EXERCISE DETAILS -> Reproduce, word for word, every line starting at the line that contains "white and blue" and ending with the final line of the entries.
________________________
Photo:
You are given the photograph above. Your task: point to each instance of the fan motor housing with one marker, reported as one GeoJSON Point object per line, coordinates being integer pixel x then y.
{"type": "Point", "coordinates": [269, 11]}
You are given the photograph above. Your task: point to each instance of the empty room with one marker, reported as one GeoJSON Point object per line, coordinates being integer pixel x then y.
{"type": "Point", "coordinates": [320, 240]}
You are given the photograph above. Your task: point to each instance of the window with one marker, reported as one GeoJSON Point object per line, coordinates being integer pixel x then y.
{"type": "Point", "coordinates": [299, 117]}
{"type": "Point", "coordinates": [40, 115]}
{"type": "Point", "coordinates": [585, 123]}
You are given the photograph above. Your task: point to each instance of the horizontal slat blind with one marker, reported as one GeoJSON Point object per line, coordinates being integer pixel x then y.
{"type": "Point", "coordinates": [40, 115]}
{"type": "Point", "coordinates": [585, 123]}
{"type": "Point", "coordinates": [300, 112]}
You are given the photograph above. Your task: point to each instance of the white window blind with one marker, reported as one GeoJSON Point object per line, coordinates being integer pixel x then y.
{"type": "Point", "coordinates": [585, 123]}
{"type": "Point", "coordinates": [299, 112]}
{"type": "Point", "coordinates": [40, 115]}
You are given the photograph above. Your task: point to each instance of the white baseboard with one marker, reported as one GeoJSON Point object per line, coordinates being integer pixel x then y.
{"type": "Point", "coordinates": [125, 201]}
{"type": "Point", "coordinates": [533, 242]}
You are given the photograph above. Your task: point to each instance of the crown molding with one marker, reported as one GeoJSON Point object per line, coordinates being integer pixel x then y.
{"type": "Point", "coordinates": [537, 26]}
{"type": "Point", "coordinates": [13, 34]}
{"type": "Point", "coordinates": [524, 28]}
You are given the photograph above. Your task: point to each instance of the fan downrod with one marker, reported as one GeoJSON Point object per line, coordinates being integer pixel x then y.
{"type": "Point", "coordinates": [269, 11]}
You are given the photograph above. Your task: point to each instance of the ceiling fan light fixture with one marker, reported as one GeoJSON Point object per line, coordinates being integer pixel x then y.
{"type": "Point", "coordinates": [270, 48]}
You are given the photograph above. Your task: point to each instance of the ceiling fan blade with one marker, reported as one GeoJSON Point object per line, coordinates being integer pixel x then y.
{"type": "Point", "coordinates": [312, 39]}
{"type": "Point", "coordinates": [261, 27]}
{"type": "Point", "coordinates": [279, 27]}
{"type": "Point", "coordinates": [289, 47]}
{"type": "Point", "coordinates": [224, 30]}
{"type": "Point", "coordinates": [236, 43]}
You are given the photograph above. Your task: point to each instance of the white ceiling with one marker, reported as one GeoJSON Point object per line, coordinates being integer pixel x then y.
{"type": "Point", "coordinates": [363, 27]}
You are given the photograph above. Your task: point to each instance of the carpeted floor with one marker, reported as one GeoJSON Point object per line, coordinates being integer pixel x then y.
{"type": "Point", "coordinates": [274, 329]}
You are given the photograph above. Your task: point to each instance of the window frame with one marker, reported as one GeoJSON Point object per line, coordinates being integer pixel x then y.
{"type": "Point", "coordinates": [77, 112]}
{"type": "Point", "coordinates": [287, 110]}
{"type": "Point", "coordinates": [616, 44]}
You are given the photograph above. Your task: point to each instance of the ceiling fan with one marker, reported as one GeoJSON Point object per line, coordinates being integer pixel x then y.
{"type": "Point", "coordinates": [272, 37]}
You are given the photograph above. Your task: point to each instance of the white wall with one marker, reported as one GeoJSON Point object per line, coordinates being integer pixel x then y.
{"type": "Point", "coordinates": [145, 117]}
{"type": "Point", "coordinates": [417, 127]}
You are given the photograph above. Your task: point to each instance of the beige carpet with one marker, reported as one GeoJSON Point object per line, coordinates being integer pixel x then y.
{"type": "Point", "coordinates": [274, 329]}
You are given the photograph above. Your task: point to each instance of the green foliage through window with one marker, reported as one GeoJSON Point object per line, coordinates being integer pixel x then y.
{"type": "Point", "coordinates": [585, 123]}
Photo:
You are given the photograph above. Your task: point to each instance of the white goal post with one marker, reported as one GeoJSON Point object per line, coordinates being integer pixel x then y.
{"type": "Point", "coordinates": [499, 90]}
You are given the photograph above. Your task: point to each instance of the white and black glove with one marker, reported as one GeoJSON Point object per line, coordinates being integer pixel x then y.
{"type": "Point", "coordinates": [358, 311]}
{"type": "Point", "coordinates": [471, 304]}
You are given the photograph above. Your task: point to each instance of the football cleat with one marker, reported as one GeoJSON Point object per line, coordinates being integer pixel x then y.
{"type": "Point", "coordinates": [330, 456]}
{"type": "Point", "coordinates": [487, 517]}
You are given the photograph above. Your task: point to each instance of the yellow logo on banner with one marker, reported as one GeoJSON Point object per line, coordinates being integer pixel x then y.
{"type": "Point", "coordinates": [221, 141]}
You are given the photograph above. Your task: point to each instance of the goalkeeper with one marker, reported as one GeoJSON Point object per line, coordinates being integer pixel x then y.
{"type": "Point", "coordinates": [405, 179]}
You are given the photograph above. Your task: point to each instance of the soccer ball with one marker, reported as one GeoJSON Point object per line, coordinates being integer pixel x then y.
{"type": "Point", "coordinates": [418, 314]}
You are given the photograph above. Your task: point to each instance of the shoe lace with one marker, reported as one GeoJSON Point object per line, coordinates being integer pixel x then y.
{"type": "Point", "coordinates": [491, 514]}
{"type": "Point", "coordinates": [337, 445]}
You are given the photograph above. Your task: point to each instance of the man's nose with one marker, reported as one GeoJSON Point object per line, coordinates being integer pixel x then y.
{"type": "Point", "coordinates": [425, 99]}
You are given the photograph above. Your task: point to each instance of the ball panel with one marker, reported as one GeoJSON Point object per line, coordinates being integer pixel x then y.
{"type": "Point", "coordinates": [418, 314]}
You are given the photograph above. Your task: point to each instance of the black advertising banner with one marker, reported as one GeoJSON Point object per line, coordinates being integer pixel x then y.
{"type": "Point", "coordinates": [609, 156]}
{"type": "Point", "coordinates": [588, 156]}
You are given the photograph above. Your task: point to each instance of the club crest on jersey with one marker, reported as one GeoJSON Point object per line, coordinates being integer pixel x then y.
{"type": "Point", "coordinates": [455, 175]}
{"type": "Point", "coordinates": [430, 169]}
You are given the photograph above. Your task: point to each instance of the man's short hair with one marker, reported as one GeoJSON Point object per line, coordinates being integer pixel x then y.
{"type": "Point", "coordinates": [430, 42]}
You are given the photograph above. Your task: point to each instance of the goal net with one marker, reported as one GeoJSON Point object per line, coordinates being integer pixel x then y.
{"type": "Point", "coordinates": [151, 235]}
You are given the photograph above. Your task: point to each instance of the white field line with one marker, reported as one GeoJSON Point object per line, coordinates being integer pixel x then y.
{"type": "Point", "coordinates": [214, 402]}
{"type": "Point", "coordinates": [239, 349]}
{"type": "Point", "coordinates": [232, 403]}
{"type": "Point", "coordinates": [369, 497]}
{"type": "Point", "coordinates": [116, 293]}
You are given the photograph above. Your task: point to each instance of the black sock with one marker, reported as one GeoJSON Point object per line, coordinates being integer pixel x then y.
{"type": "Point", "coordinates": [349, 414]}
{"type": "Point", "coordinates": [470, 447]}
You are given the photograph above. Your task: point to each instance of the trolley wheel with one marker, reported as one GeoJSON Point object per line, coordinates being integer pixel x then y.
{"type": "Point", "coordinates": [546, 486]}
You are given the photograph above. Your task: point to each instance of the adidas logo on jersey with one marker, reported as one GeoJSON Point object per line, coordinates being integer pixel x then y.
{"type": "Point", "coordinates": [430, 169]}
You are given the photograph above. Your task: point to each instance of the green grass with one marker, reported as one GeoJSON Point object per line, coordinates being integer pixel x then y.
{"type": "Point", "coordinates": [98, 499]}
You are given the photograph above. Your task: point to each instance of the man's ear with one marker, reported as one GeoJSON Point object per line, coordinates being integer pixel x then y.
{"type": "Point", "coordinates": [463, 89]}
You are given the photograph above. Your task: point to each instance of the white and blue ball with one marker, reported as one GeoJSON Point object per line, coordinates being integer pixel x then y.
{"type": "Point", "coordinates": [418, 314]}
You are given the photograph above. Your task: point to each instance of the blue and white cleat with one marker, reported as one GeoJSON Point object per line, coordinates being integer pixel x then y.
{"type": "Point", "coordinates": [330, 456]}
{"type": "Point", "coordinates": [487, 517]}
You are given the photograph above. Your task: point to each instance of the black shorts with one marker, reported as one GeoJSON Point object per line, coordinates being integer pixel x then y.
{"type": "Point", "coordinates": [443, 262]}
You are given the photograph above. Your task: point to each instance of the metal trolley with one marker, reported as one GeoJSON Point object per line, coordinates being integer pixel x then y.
________________________
SOLUTION FOR THIS TASK ->
You are given the photograph above. Your task: point to each instance of the white and blue ball with one marker, reported as one GeoJSON Point object per line, coordinates being integer pixel x then y.
{"type": "Point", "coordinates": [418, 314]}
You are given the photograph above. Your task: point to each instance of the blue and white cleat with one marker, reported as one GeoJSON Point object per line, coordinates being integer pixel x then y.
{"type": "Point", "coordinates": [330, 456]}
{"type": "Point", "coordinates": [487, 517]}
You are given the photograph above. Your task: point to each instance of the black shorts with one marker, reported as one GeoJSON Point object per line, coordinates being integer pixel x then y.
{"type": "Point", "coordinates": [443, 262]}
You are given the photograph above. Your task: point to each instance of the metal trolley with one marker, reported as one GeoJSON Point object per line, coordinates being integer pixel x then y.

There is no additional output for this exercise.